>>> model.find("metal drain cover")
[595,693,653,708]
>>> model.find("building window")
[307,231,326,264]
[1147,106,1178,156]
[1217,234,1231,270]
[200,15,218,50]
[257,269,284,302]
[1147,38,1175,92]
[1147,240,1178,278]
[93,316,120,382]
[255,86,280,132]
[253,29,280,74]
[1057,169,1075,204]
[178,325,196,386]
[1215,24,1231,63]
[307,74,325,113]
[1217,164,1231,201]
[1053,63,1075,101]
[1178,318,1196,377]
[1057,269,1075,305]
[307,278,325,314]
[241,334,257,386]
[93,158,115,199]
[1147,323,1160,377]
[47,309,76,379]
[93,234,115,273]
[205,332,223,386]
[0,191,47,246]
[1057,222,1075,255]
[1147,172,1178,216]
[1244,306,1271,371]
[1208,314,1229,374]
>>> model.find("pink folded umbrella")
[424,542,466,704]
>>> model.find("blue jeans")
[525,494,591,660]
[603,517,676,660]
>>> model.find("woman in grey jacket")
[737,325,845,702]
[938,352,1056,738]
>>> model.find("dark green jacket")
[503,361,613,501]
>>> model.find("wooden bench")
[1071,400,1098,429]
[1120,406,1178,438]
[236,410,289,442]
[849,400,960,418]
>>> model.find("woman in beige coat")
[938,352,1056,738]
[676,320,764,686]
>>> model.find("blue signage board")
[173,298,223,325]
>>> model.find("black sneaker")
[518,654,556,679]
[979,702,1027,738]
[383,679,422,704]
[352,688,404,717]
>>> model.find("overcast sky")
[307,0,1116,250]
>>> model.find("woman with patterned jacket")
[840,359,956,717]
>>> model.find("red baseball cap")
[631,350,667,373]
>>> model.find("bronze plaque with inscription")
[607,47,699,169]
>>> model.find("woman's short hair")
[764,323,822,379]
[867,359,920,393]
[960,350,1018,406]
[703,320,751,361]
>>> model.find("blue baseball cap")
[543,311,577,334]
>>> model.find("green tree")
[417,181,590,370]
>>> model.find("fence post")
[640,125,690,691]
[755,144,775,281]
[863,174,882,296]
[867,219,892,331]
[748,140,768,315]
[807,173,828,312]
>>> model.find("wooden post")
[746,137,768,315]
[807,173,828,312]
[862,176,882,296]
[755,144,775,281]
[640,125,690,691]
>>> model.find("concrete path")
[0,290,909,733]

### Your instructions:
Copy every line of the records above, requests included, and shift each bounding box coordinate in the answers up by 144.

### Full answer:
>>> model.find("metal drain cover")
[739,837,797,852]
>>> model.find("building window")
[451,375,470,408]
[1291,250,1322,300]
[1361,378,1375,414]
[344,159,362,194]
[401,413,428,446]
[1291,182,1319,236]
[1291,384,1322,422]
[237,460,264,526]
[399,230,424,276]
[397,173,424,218]
[1201,313,1219,348]
[322,469,340,530]
[1359,168,1375,207]
[451,218,469,257]
[1361,308,1375,345]
[1197,207,1219,245]
[1322,462,1340,521]
[1201,413,1219,449]
[451,422,469,458]
[385,478,401,530]
[237,302,259,343]
[1291,467,1304,521]
[191,453,220,523]
[237,378,259,417]
[349,476,367,530]
[144,335,191,390]
[1201,366,1219,399]
[1291,316,1322,360]
[1388,450,1415,515]
[1352,458,1373,518]
>>> model.find("pink folded umbrella")
[568,686,610,848]
>>> model.find("blue jeans")
[669,638,735,804]
[747,661,820,804]
>>> model.find("woman in grey jacket")
[881,469,989,846]
[1082,496,1200,882]
>>> model.find("dark green jacket")
[647,505,757,645]
>>> model.find("wooden bench")
[1215,544,1242,573]
[1264,550,1322,582]
[380,554,433,586]
[993,544,1104,562]
>>> model.find("woman in beige coat")
[1082,496,1200,882]
[820,464,908,830]
>>> model.find("blue signage board")
[317,442,367,469]
>>> model.find("black sneaker")
[662,798,700,823]
[1123,846,1171,882]
[527,823,566,848]
[496,832,548,861]
>>> model.find("overcast sky")
[451,144,1260,394]
>>> model.find("woman with patterned jacket")
[984,503,1100,861]
>>> model.find("red baseball cap")
[775,494,811,517]
>>> model.find("bronze plaque with inscription")
[751,191,843,313]
>>> model.find("woman's short hair")
[908,467,966,523]
[1011,503,1064,537]
[1104,494,1162,550]
[847,464,895,505]
>>> model.find("blue baseball cap")
[687,455,721,478]
>>> model.find("green tree")
[561,325,734,514]
>>> model.find("fence post")
[784,269,834,835]
[899,288,919,425]
[1007,318,1026,440]
[1011,363,1036,475]
[892,284,912,459]
[951,317,972,456]
>>> model.find("wooden post")
[890,281,912,459]
[951,317,972,456]
[1006,320,1026,440]
[899,288,919,425]
[784,269,834,835]
>>> model.find("concrete path")
[144,434,1053,877]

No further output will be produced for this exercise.